| Problem description |
Determine how many lines of the items below contain the string "white" and state only that number.

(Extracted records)
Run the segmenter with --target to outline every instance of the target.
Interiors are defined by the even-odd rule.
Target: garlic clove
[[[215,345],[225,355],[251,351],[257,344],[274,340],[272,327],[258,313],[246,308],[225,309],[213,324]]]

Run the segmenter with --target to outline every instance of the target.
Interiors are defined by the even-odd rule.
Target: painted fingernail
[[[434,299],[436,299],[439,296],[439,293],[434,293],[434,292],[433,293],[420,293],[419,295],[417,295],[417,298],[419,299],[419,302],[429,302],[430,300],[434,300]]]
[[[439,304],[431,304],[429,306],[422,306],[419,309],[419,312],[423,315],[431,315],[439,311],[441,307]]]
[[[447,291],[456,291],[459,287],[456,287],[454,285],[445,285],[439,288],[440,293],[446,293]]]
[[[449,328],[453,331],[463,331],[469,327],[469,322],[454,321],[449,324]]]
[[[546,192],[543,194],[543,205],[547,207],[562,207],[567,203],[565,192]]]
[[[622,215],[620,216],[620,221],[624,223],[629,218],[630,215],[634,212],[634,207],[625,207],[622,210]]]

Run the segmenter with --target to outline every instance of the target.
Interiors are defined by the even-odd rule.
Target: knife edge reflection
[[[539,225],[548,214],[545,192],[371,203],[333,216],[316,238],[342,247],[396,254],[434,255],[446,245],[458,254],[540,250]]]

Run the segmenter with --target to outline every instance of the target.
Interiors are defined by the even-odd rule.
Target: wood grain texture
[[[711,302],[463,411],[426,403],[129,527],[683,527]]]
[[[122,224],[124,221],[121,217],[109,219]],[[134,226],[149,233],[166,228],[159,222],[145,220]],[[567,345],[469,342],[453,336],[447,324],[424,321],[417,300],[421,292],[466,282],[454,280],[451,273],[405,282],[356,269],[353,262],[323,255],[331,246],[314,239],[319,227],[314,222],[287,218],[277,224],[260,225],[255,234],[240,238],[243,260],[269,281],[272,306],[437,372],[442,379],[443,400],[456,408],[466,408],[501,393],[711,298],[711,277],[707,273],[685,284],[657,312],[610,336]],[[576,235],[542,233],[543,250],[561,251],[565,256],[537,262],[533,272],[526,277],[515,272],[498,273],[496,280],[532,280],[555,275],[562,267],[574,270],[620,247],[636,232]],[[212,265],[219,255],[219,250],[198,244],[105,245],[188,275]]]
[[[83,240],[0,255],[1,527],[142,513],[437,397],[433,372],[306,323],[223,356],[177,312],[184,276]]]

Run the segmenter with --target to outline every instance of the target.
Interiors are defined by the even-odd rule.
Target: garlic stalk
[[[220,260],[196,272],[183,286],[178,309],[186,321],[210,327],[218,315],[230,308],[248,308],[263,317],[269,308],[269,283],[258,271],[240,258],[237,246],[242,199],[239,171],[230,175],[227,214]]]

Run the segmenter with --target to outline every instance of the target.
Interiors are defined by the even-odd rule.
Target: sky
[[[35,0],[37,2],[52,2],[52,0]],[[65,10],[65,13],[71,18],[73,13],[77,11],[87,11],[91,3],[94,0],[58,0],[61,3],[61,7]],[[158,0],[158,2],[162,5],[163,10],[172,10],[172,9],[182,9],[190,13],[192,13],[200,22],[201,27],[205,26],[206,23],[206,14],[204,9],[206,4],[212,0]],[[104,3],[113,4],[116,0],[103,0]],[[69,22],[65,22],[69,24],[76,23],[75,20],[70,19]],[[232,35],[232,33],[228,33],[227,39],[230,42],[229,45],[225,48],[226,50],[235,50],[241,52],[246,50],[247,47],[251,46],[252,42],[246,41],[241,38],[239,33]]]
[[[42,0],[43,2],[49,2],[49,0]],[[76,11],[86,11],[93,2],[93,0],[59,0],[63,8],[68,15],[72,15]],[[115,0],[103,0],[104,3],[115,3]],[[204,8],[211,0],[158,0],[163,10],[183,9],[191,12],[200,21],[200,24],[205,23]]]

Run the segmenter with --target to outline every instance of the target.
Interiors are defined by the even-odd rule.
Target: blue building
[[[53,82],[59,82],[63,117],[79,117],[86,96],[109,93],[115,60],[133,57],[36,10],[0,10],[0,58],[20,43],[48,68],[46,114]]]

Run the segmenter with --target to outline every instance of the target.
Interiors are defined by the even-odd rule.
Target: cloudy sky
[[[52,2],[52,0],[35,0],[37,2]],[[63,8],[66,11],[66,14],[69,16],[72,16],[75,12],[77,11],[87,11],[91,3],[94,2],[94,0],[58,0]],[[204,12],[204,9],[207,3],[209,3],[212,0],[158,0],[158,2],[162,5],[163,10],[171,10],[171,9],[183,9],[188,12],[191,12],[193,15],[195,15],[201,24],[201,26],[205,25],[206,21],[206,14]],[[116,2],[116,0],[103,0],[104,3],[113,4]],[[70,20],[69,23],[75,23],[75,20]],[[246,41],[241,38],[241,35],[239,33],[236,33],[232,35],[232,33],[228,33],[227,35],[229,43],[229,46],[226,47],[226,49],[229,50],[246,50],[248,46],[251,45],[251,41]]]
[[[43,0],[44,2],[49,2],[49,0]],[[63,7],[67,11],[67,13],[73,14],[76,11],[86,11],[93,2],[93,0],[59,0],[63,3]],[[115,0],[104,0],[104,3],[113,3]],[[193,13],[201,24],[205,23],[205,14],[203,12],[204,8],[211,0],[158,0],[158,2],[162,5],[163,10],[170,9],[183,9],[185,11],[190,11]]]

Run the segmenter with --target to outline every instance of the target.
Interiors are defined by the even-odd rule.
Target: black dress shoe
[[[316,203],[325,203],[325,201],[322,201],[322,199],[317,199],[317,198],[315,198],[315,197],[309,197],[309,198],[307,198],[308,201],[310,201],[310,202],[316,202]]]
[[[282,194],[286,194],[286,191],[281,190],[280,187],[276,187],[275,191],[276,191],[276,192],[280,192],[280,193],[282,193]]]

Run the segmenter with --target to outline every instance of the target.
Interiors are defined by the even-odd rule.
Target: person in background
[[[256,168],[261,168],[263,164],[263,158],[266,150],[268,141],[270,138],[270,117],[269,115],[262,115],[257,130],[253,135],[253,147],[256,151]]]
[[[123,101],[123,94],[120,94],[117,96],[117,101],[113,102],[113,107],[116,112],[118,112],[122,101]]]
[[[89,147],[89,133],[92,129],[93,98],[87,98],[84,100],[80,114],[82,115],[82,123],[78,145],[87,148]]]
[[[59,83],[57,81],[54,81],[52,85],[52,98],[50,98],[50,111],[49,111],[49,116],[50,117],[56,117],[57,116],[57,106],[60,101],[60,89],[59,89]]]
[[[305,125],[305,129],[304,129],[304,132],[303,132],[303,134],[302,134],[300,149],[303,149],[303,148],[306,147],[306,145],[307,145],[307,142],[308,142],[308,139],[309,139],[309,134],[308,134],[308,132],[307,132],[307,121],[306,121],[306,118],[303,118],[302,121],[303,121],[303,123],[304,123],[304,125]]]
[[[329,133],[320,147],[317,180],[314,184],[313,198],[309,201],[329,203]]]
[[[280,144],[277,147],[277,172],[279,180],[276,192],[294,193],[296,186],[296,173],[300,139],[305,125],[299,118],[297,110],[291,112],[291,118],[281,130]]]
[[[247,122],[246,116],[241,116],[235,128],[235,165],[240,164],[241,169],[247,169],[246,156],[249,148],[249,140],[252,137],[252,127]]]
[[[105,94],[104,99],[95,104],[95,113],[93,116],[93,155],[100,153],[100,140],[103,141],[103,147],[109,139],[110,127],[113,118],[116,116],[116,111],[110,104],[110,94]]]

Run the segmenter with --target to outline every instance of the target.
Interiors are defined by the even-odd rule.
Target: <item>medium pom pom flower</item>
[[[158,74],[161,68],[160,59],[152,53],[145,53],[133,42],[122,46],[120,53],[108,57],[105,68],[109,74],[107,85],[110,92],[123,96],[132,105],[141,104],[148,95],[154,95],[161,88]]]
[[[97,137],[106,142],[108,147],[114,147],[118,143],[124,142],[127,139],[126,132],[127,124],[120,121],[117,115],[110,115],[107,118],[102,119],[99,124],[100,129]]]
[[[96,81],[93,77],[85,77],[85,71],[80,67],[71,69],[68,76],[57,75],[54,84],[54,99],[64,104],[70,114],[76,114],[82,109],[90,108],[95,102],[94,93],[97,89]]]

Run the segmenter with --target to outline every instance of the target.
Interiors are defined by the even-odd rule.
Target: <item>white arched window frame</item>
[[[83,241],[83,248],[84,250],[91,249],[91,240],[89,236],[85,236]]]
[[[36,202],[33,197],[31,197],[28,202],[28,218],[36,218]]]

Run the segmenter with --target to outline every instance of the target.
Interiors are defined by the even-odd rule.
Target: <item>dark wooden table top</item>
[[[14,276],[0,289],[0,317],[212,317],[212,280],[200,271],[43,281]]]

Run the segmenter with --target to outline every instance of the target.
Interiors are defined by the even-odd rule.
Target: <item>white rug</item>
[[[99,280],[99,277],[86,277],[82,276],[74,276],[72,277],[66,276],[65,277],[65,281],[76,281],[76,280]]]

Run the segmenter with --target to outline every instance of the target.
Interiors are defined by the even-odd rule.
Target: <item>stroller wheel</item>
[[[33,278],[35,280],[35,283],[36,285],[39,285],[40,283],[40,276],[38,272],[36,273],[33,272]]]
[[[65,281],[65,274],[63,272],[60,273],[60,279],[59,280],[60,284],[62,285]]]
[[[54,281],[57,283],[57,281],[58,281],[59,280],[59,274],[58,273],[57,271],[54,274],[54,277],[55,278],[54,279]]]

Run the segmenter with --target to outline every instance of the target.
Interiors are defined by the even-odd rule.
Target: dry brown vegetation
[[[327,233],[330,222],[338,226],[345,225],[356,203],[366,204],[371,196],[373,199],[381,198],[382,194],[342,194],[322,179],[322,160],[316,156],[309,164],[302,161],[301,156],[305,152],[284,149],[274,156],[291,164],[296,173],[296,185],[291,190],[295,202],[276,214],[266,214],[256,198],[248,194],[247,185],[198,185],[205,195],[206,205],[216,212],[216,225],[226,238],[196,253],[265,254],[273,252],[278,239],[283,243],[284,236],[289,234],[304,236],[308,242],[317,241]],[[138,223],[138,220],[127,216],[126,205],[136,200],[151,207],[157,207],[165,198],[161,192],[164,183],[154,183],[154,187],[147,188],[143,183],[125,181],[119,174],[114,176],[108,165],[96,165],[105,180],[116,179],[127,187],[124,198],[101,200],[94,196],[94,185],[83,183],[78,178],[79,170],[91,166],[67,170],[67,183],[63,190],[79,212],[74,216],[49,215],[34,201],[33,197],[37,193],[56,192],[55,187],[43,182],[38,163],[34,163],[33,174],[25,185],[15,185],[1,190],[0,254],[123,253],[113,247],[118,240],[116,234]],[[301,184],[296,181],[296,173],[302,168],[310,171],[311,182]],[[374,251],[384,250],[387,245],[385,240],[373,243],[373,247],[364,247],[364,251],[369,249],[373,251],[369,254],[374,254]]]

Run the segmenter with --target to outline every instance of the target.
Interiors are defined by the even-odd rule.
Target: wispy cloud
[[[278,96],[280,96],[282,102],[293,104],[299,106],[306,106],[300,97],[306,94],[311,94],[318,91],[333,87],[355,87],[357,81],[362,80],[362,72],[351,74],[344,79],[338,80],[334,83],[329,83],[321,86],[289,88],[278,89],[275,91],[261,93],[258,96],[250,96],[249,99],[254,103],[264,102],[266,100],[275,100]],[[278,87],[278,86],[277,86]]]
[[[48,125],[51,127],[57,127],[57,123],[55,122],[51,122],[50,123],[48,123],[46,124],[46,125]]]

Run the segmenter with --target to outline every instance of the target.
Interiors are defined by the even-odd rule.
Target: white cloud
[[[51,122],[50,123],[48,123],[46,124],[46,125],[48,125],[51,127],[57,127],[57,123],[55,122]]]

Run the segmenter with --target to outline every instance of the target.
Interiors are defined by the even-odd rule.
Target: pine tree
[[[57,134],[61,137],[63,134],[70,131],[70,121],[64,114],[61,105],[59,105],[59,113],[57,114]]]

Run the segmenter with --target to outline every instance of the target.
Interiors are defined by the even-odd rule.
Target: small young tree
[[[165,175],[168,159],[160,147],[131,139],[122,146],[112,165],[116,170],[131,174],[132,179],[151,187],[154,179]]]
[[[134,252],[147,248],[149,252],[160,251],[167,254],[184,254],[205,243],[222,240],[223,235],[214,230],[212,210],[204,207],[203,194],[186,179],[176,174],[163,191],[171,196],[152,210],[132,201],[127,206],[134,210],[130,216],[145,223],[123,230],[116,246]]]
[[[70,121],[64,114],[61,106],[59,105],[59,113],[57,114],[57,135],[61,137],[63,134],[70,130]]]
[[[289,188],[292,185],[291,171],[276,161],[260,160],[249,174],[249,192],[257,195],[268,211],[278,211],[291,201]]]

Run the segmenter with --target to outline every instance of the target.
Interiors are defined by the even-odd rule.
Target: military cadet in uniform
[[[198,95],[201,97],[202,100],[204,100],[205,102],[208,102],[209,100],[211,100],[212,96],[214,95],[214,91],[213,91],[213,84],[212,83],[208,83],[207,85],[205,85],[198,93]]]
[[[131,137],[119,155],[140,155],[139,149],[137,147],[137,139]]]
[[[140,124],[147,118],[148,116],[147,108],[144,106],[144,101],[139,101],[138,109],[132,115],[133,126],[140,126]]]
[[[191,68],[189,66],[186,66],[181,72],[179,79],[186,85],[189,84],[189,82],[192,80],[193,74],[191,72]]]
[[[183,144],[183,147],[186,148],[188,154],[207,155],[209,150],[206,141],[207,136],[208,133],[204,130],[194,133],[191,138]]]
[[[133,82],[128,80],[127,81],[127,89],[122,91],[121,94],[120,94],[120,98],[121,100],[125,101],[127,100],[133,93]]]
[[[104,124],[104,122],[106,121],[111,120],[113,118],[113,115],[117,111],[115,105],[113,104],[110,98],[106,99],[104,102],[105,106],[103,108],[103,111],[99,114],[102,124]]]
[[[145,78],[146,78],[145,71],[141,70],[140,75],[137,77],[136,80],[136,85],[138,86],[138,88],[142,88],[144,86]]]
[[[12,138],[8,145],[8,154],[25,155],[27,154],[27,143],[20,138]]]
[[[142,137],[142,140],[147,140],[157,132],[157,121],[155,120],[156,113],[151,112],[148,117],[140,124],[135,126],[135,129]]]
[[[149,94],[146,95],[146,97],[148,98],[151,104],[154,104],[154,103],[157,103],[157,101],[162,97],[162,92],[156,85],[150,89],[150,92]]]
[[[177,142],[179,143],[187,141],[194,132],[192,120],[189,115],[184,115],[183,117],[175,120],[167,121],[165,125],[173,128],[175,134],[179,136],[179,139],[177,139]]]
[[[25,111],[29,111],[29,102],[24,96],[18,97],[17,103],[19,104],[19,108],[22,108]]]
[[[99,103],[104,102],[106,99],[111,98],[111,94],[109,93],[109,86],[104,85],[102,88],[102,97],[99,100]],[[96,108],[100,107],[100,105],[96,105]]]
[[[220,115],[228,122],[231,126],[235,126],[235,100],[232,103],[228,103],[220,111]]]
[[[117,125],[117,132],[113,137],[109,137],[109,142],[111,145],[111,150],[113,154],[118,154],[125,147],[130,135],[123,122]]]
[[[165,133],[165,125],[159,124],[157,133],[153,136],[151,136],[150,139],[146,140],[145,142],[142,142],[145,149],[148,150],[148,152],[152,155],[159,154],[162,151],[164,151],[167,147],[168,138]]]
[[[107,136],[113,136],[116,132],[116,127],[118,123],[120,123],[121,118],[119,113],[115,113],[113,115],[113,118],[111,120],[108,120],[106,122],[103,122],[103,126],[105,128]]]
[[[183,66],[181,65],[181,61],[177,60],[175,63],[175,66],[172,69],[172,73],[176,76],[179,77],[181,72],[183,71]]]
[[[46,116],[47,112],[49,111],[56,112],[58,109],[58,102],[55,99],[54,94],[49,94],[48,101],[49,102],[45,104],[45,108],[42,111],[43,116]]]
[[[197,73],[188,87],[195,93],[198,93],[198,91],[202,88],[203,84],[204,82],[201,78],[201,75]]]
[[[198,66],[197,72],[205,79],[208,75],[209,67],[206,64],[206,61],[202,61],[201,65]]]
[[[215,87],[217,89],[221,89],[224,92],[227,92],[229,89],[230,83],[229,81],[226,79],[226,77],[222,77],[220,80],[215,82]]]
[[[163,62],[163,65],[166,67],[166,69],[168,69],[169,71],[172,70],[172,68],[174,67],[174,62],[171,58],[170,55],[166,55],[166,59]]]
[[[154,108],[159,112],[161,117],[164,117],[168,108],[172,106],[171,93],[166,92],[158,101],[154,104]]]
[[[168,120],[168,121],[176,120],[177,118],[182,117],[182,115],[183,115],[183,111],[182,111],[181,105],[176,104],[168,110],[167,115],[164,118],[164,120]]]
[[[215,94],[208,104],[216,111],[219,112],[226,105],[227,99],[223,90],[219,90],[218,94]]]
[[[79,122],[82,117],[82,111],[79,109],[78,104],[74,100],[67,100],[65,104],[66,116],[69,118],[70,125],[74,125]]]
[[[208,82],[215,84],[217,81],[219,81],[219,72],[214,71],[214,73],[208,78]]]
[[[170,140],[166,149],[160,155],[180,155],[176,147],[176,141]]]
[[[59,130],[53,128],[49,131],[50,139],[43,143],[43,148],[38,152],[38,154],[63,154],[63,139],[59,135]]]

| Written answer |
3